## GOAL OF THE EXERCISE
Reproduce word for word the lines of the records that begin at the line containing "Find the paved" and run through the final line of the records.
---- EXERCISE MATERIALS
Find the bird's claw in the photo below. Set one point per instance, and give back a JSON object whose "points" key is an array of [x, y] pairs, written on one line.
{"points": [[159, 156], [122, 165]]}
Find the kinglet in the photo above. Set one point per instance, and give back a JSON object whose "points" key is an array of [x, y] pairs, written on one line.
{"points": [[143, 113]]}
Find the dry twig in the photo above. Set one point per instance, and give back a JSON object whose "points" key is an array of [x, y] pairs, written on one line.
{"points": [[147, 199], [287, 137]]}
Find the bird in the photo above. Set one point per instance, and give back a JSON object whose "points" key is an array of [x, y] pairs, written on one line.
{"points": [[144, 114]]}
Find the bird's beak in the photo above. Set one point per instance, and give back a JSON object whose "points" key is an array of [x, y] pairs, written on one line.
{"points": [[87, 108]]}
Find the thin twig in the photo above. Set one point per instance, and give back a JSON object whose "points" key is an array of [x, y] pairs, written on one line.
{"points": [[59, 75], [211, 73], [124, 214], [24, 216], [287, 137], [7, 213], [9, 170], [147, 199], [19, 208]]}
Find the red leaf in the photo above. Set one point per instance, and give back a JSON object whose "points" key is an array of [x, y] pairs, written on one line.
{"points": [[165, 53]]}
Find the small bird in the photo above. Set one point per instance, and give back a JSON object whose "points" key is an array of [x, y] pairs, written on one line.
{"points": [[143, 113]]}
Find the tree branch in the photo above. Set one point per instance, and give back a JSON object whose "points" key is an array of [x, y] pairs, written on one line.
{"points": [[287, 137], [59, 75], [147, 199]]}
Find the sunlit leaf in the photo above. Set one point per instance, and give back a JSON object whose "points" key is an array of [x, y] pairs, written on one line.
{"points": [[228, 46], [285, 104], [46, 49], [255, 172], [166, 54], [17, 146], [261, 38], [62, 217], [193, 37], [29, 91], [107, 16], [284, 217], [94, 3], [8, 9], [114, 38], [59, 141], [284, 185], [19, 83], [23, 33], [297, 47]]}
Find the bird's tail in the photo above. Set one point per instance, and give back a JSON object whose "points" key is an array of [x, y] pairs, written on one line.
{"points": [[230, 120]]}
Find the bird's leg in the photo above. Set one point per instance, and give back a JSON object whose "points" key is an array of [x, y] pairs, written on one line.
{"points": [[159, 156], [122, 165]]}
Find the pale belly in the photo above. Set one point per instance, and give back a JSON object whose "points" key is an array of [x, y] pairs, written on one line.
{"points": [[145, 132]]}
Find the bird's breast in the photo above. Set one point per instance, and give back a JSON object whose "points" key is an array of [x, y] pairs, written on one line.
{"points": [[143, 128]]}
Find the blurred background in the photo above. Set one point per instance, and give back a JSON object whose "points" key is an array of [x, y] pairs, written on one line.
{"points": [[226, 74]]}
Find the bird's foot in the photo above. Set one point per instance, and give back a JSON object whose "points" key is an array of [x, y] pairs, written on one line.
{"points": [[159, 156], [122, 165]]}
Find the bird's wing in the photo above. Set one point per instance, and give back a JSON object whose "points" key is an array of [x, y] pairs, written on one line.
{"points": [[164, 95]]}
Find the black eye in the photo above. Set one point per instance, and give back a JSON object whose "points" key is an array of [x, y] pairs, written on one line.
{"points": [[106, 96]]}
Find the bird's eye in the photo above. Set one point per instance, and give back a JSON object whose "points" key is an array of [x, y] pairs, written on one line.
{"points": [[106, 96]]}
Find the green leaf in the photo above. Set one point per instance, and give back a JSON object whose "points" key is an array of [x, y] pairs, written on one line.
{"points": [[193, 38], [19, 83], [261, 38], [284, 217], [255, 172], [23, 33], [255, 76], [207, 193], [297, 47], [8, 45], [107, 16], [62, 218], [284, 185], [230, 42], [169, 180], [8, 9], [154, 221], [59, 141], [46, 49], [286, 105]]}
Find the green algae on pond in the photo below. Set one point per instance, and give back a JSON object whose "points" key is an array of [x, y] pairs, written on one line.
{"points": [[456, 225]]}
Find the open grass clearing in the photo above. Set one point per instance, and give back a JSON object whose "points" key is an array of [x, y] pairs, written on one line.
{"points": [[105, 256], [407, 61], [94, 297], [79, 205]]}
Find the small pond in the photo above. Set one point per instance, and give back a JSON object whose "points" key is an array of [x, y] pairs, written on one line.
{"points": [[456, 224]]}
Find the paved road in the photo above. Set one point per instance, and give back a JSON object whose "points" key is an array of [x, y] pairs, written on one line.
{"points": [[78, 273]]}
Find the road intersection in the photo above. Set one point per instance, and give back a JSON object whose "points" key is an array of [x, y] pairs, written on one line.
--------
## RESULT OF THE TASK
Find the paved road in the photo above. Set one point per instance, and give back a JSON object whose "points" key is an array of [x, y] pairs, written on one line.
{"points": [[78, 273]]}
Find the road intersection in the photo above. Set one point per instance, and give back a JSON object whose "points" key is an array of [x, y] pairs, written on one line.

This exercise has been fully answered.